### What you have to do:
Turn all the items below into one numbered list, one line per number, with blank lines dropped. Leave the pictures out of your answer.

### Given data:
## Begin
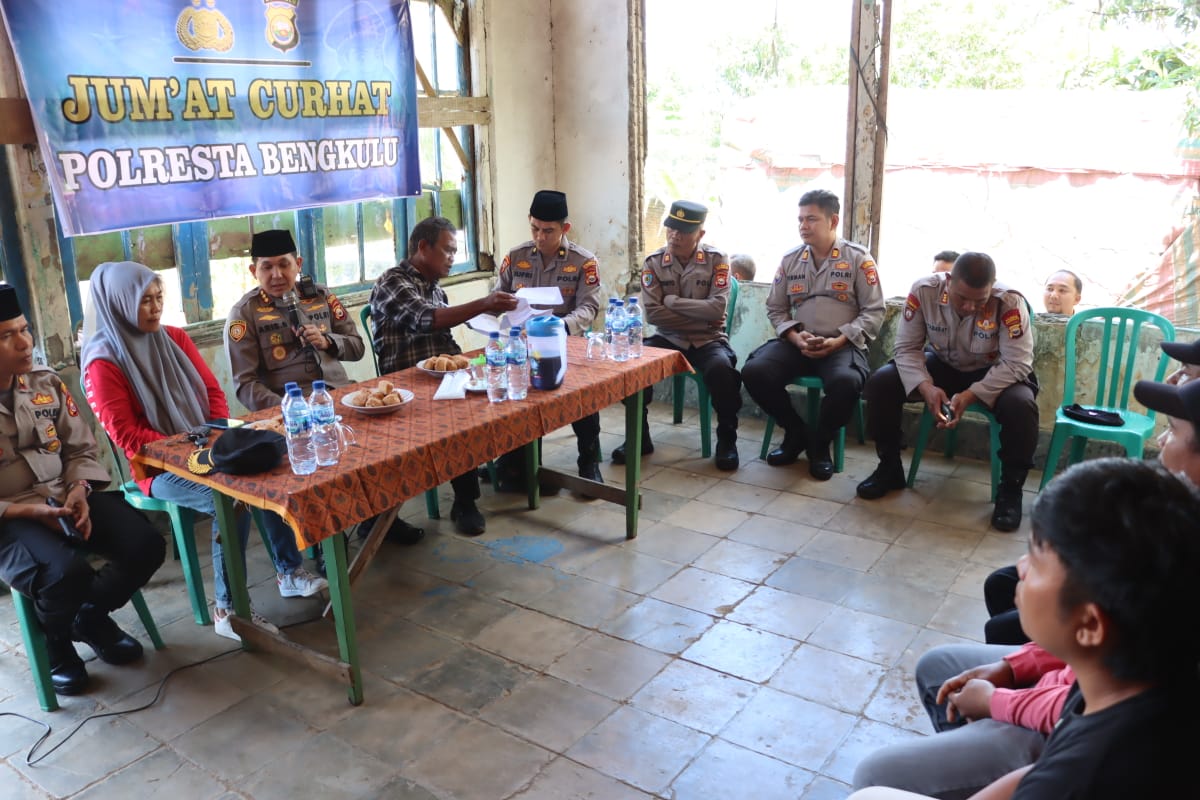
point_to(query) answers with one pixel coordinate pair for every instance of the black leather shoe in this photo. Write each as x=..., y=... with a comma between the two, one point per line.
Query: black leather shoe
x=789, y=450
x=402, y=533
x=820, y=462
x=467, y=518
x=67, y=673
x=97, y=630
x=1007, y=513
x=618, y=453
x=726, y=457
x=886, y=477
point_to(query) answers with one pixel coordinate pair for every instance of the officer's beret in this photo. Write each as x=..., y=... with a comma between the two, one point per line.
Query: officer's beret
x=10, y=306
x=549, y=205
x=239, y=451
x=685, y=216
x=267, y=244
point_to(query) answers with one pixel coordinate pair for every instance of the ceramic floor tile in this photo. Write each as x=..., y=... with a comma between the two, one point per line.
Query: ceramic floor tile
x=565, y=780
x=815, y=579
x=789, y=728
x=863, y=636
x=741, y=560
x=850, y=552
x=703, y=591
x=828, y=678
x=773, y=534
x=531, y=638
x=694, y=696
x=671, y=542
x=640, y=749
x=611, y=667
x=724, y=771
x=781, y=612
x=707, y=518
x=869, y=523
x=659, y=625
x=549, y=711
x=739, y=650
x=923, y=570
x=630, y=570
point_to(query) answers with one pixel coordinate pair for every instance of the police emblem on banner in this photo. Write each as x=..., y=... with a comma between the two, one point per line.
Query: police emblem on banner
x=202, y=26
x=281, y=25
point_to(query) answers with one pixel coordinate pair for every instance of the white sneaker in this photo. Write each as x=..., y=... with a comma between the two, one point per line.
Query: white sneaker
x=222, y=626
x=300, y=583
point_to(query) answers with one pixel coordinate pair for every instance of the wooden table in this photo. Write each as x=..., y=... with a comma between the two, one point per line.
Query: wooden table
x=399, y=456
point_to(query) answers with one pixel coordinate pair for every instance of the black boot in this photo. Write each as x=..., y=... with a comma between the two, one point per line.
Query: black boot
x=618, y=453
x=97, y=630
x=1007, y=513
x=820, y=461
x=67, y=673
x=886, y=477
x=790, y=449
## End
### Result below:
1. point_to(query) answers with one pixel coordinate pair for every instance of the black leather shoe in this photo. Write each as x=..., y=... with a comma between the two, one point per line.
2. Query: black leather shoe
3. x=789, y=450
4. x=402, y=533
5. x=820, y=462
6. x=467, y=518
7. x=67, y=673
8. x=97, y=630
9. x=1007, y=513
10. x=618, y=453
11. x=726, y=457
12. x=886, y=477
13. point_to(query) answers with one pixel coordinate pair for every instance of the officer's beret in this photo. Write each as x=..., y=... with a comma between the two, one point per line.
14. Query: officer's beret
15. x=10, y=306
16. x=549, y=205
17. x=239, y=451
18. x=685, y=216
19. x=267, y=244
20. point_to(query) answers with one pixel coordinate pair for every instance of the ceramic floor tile in this photo. Write each as x=..., y=... with a comma between the two, one point per line.
21. Query: ceramic floor tile
22. x=565, y=780
23. x=815, y=579
24. x=789, y=728
25. x=863, y=636
26. x=741, y=560
27. x=850, y=552
28. x=703, y=591
29. x=828, y=678
30. x=773, y=534
31. x=531, y=638
32. x=694, y=696
33. x=671, y=542
34. x=640, y=749
35. x=611, y=667
36. x=724, y=771
37. x=781, y=612
38. x=707, y=518
39. x=869, y=523
40. x=659, y=625
41. x=549, y=711
42. x=739, y=650
43. x=923, y=570
44. x=630, y=570
45. point_to(query) answers with one pixel coordinate pair for every instance of the police emblem on banner in this photo. Write each as x=..., y=... with a comma between the two, one point per line.
46. Query: police emblem on banner
47. x=202, y=26
48. x=281, y=25
49. point_to(query) answers with one pixel coordinate pair for every instance of the white sneaker in this photo. Write each as x=..., y=... with a comma between the two, one point per line.
50. Query: white sneaker
51. x=222, y=626
52. x=300, y=583
53. point_to(query) answers with one pixel coordinate pair for every instance of the wooden table in this photo. Write each as x=..., y=... with a comma between the two, one point per line.
54. Query: wooden table
55. x=399, y=456
56. point_to(query) answers with one pixel coordinate pair for every instance of the black boot in this photo. Write each as x=..., y=... with a comma between the two, one point per line.
57. Query: black boot
58. x=618, y=453
59. x=97, y=630
60. x=1007, y=513
61. x=820, y=461
62. x=67, y=673
63. x=886, y=477
64. x=790, y=449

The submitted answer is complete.